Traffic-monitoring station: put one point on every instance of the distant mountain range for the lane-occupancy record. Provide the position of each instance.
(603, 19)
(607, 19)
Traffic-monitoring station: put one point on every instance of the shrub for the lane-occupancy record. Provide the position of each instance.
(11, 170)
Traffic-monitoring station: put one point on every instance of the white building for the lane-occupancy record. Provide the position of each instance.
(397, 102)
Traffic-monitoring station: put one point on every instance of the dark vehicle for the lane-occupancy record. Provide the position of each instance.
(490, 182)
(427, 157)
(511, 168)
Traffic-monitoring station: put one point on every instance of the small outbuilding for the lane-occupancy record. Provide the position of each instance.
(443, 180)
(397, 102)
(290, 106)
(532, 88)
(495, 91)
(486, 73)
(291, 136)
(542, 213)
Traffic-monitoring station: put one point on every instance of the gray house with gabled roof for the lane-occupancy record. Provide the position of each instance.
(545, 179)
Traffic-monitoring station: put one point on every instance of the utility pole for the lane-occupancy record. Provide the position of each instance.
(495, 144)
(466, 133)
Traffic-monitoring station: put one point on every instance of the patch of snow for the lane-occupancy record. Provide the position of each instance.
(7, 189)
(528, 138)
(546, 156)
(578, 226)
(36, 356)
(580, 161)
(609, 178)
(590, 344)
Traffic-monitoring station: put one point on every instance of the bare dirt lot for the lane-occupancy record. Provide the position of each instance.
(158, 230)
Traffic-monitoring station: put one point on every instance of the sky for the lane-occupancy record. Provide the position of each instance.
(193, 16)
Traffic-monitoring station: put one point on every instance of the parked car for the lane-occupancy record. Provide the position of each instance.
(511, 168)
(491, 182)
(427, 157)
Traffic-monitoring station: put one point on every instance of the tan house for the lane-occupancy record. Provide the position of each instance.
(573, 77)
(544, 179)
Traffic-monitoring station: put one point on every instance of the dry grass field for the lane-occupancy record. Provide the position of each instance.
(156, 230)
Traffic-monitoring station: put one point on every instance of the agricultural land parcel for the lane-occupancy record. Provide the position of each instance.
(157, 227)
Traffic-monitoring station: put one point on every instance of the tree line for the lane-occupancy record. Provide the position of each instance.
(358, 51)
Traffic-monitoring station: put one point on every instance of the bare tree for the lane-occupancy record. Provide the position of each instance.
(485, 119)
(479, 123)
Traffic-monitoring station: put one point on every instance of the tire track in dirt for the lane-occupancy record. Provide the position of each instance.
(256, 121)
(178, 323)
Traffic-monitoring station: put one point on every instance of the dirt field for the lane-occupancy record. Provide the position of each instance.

____

--- Description of the task ---
Exactly reproduce every line of the records.

--- The result ---
Traffic-monitoring station: put one point on every instance of the distant mountain range for the lane-occupancy record. Provide the position of each instance.
(603, 19)
(607, 19)
Traffic-monitoring station: put one point on every instance of the shrub for the lane-occupancy record. Provide the position of each instance.
(11, 170)
Traffic-monitoring station: put one point on every instance of the white building for the lane-occupancy record. Provide the position of each instance.
(397, 102)
Traffic-monitoring station: put one point on every instance of the dark vehicle for the lane-occupancy record. Provide the position of each instance.
(490, 182)
(427, 157)
(511, 168)
Traffic-monitoring station: put one point on every instance of the small outbuilding for the lane-occupancy record. Provide the position of each instance.
(443, 180)
(397, 102)
(290, 106)
(532, 88)
(495, 91)
(486, 73)
(291, 136)
(542, 213)
Traffic-monitoring station: put one point on every instance of the gray house with gabled roof for the lane-occupancy record. Provide the position of each instance.
(545, 179)
Traffic-monitoring station: put one point on every instance of the utility pole for the lane-occupancy record. Provide the position of each instance.
(495, 144)
(466, 133)
Traffic-monitoring station: put one point on every instance of the patch of snow for the lane-occupancy record. Provide the position of each instance.
(7, 189)
(528, 138)
(546, 156)
(578, 226)
(36, 356)
(580, 161)
(609, 178)
(590, 344)
Traffic-monitoring station: put one point on every instance of the bare dirt lot for the lane-occupancy record. Provide the position of each instance.
(158, 230)
Traffic-monitoring station: put one point on every instance of the sky for the lane-occupancy record. Provide the position of each instance.
(193, 16)
Traffic-monitoring station: put one point on every instance of the parked car for the lane-occupancy record. Provide the position of each instance.
(511, 168)
(491, 182)
(427, 157)
Traffic-monitoring station: put one point on every instance of the tan house for the lane-occupancy record. Provide the position of each instance.
(573, 77)
(544, 179)
Traffic-monitoring station: put one point on every instance of the dry grass field for the lane-occupancy record. Provide the position of each instance.
(156, 230)
Traffic-monitoring station: put one point on every instance of the agricultural land parcel for the lane-occupancy record. Provide the position of each instance.
(157, 227)
Traffic-monitoring station: put one point on every instance of the tree line for the lane-occupancy record. Provide the position of each instance.
(358, 51)
Traffic-monitoring station: put one point on every instance of the bare tree for the lane-occupancy record. Provide the position of each instance.
(485, 119)
(479, 123)
Traffic-monitoring station: put one point on every instance of the tire track in dirt for the lane-occupancy record. Provide the position of each instance.
(256, 121)
(178, 323)
Traffic-monitoring station: put one point on every instance of the dirt field for the lane-occupancy record. Provide the position of each instance.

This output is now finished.